Text excerpt →
%%

Secured debt: Secured debt is debt that is backed by certain property, such as real estate, a car, or other assets, that you must surrender if you default on the debt. Usually the debt is secured with the asset that was purchased when the debt is incurred. The creditor to whom you owe the money is legally entitled to the property if you default on your payments. The property can be sold and the sale proceeds applied to pay down the balance of the debt. If the sale proceeds are insufficient to pay the entire debt, the creditor is entitled to recover the balance from you with a court judgment. The rights of a creditor to the security are defined by the written agreements between the creditor and the debtor and by state and federal law. Secured creditors generally have higher priority than unsecured creditors to repayment in a bankruptcy proceeding.
Unsecured debt: This is an obligation to pay money that is not backed by any property. It is usually based on a written agreement to lend money or credit for the purchase of goods. Credit cards are unsecured debt: the credit card company has paid money on your behalf to the store that sold you the goods. You owe the debt to the credit card company based on your written credit agreement.
Discharge: This is an order from the bankruptcy court that states that you no longer owe the debt. Once you are discharged, a creditor can not collect the debt. The discharge only applies to debts that you incur before your petition is filed. It is imperative that all debts, large and small, are listed on the bankruptcy petition. If you do not list a debt, it may not be discharged.

%%

Task requirements →
1. Reproduce the debt and bankruptcy definitions word for word, in full.
2. Write out every line of the listing below exactly as it appears.

Entries →

%%

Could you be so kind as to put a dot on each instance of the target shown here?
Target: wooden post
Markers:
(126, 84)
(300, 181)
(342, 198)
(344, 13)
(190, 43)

%%

Responses per task →
1.
Secured debt: Secured debt is debt that is backed by certain property, such as real estate, a car, or other assets, that you must surrender if you default on the debt. Usually the debt is secured with the asset that was purchased when the debt is incurred. The creditor to whom you owe the money is legally entitled to the property if you default on your payments. The property can be sold and the sale proceeds applied to pay down the balance of the debt. If the sale proceeds are insufficient to pay the entire debt, the creditor is entitled to recover the balance from you with a court judgment. The rights of a creditor to the security are defined by the written agreements between the creditor and the debtor and by state and federal law. Secured creditors generally have higher priority than unsecured creditors to repayment in a bankruptcy proceeding.
Unsecured debt: This is an obligation to pay money that is not backed by any property. It is usually based on a written agreement to lend money or credit for the purchase of goods. Credit cards are unsecured debt: the credit card company has paid money on your behalf to the store that sold you the goods. You owe the debt to the credit card company based on your written credit agreement.
Discharge: This is an order from the bankruptcy court that states that you no longer owe the debt. Once you are discharged, a creditor can not collect the debt. The discharge only applies to debts that you incur before your petition is filed. It is imperative that all debts, large and small, are listed on the bankruptcy petition. If you do not list a debt, it may not be discharged.

2.
Could you be so kind as to put a dot on each instance of the target shown here?
Target: wooden post
Markers:
(126, 84)
(300, 181)
(342, 198)
(344, 13)
(190, 43)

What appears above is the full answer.